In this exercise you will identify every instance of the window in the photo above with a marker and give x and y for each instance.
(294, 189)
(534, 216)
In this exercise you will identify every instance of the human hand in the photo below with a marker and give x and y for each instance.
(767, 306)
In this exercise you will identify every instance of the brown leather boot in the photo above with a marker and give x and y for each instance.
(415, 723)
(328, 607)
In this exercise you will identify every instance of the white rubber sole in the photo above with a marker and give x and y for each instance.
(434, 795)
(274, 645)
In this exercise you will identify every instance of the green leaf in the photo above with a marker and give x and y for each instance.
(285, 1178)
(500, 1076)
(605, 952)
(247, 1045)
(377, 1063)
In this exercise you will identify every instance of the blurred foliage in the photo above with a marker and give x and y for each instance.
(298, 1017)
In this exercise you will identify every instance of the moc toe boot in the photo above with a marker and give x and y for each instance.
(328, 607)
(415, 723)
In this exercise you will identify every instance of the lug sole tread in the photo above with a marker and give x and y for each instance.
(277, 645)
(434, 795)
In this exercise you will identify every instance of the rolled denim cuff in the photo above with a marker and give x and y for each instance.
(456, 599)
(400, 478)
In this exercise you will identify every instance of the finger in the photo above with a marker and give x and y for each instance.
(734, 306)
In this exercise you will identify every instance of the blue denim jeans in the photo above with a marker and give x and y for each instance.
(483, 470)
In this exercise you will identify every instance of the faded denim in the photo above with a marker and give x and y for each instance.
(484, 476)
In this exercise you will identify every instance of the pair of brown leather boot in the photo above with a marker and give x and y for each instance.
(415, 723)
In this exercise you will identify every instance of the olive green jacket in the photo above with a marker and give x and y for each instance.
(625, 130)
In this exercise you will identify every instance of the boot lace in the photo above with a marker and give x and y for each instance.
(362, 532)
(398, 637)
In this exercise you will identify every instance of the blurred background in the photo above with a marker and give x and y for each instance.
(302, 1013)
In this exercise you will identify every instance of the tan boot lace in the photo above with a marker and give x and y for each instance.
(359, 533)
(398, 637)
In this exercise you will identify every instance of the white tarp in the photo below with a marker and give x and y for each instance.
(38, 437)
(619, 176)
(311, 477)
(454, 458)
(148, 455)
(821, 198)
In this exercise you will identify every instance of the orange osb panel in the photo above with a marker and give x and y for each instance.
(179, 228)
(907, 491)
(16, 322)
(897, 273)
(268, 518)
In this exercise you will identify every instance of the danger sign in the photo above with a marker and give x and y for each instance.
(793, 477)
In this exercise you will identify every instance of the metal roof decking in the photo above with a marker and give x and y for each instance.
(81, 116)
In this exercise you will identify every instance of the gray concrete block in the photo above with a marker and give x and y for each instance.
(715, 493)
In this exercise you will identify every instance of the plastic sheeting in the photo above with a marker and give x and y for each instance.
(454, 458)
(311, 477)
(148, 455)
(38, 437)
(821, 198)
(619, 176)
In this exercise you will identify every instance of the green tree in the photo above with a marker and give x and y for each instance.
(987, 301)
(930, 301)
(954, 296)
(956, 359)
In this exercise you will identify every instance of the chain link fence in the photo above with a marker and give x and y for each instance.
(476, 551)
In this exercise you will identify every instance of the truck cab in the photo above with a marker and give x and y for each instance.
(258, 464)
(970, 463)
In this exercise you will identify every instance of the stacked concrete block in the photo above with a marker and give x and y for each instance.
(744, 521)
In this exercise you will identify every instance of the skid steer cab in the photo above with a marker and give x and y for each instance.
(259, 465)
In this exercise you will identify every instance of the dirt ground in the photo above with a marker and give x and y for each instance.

---+---

YOUR INSTRUCTIONS: Copy out the lines verbatim, starting with the line that contains "In this exercise you will identify every instance of the chain" and continuing through the last line of the records, including both of those lines.

EXERCISE ANSWER:
In this exercise you will identify every instance of the chain link fence in the photo above with a marker and give x and y for each instance.
(476, 551)
In this exercise you will identify every instance of the truck cab in the photo above with a marker and give x and y for each instance.
(258, 464)
(970, 463)
In this exercise you will identify every instance of the stacked concrete block in the photo above with a marker and give x and y for each instance.
(744, 521)
In this exercise you will identify every instance of the skid steer cab in the photo above with a marker and give x and y for each instance.
(259, 465)
In this exercise you will identify every instance of the dirt ground in the photo above with a marker and give x and y for each instance.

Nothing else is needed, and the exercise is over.